What to produce = Return every entry exactly.

Record excerpts =
_ _ _ _ _ _ _
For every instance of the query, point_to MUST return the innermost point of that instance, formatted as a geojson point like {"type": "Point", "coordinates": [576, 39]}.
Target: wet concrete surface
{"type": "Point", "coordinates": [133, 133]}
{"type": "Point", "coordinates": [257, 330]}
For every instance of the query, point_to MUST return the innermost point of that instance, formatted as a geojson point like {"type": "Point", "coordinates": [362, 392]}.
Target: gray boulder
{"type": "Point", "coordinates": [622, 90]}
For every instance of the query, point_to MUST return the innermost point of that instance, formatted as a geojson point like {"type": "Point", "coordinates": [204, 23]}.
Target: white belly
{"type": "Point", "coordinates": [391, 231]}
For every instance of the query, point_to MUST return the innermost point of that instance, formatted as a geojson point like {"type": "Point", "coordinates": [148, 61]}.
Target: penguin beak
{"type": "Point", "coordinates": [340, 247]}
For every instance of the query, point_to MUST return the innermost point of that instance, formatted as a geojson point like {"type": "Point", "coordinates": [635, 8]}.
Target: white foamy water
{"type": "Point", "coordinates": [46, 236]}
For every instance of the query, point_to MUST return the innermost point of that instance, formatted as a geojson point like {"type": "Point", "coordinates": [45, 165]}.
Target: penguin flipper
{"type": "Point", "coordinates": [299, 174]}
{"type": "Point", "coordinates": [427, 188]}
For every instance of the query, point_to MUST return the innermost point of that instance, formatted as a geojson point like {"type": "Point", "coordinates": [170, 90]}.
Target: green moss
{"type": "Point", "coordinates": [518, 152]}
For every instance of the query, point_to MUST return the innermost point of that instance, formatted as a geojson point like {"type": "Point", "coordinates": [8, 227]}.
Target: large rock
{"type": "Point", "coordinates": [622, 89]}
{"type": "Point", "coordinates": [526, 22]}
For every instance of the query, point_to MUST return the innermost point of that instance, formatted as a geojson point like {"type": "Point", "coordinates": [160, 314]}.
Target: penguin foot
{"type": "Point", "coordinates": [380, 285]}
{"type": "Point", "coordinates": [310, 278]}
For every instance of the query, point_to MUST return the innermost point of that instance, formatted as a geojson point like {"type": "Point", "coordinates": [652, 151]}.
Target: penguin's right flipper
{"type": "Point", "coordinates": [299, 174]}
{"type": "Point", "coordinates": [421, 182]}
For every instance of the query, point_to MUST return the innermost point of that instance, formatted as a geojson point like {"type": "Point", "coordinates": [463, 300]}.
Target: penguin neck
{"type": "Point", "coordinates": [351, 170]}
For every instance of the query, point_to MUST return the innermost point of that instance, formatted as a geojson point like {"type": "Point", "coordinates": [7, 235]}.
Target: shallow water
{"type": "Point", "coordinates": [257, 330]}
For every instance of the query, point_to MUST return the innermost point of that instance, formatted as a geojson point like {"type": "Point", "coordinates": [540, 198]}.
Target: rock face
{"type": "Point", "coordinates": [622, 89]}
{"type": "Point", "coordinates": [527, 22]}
_ _ _ _ _ _ _
Correct answer =
For every instance of the query, point_to MUST return the innermost point of that instance, formatted as a geojson point like {"type": "Point", "coordinates": [576, 39]}.
Target: wet concrete surface
{"type": "Point", "coordinates": [133, 133]}
{"type": "Point", "coordinates": [257, 330]}
For every instance of the query, point_to MUST return the innermost point of that instance, formatted as a geojson point like {"type": "Point", "coordinates": [362, 392]}.
Target: gray boulder
{"type": "Point", "coordinates": [622, 90]}
For every instance of the query, point_to MUST return the innermost point of that instance, formatted as a geojson point like {"type": "Point", "coordinates": [204, 23]}.
Target: white belly
{"type": "Point", "coordinates": [391, 231]}
For every instance of the query, point_to MUST return the innermost point of that instance, formatted as a geojson point like {"type": "Point", "coordinates": [148, 61]}.
Target: penguin beak
{"type": "Point", "coordinates": [340, 247]}
For every instance of the query, point_to MUST return the innermost point of that instance, formatted as a geojson point like {"type": "Point", "coordinates": [635, 8]}.
Target: white foamy water
{"type": "Point", "coordinates": [46, 236]}
For every instance of the query, point_to MUST return the innermost point of that instance, formatted as a geojson point like {"type": "Point", "coordinates": [45, 165]}.
Target: penguin flipper
{"type": "Point", "coordinates": [299, 174]}
{"type": "Point", "coordinates": [427, 188]}
For every instance of the query, point_to MUST return the innermost point of that instance, formatted as a geojson point like {"type": "Point", "coordinates": [170, 90]}.
Target: green moss
{"type": "Point", "coordinates": [518, 152]}
For every instance of the query, point_to MUST return the innermost point of that instance, formatted as a geojson point like {"type": "Point", "coordinates": [8, 227]}.
Target: large rock
{"type": "Point", "coordinates": [622, 89]}
{"type": "Point", "coordinates": [526, 22]}
For every instance of the query, point_to MUST return the innermost point of that instance, formatted as a geojson point like {"type": "Point", "coordinates": [160, 314]}.
Target: penguin foot
{"type": "Point", "coordinates": [380, 285]}
{"type": "Point", "coordinates": [310, 278]}
For every instance of the query, point_to MUST return the innermost point of that instance, formatted as a geojson point like {"type": "Point", "coordinates": [652, 151]}.
Target: penguin's right flipper
{"type": "Point", "coordinates": [299, 174]}
{"type": "Point", "coordinates": [421, 182]}
For every instance of the query, point_to MUST return the innermost point of that instance, formatted as a geojson point like {"type": "Point", "coordinates": [463, 300]}.
Target: penguin neck
{"type": "Point", "coordinates": [351, 170]}
For every instance of the query, point_to MUST return the innermost point of that instance, formatted as a geojson point like {"type": "Point", "coordinates": [7, 235]}.
Target: shallow water
{"type": "Point", "coordinates": [257, 330]}
For every instance of the query, point_to MUST return the innermost point of that instance, formatted as a geojson point like {"type": "Point", "coordinates": [540, 198]}.
Target: rock face
{"type": "Point", "coordinates": [622, 89]}
{"type": "Point", "coordinates": [527, 22]}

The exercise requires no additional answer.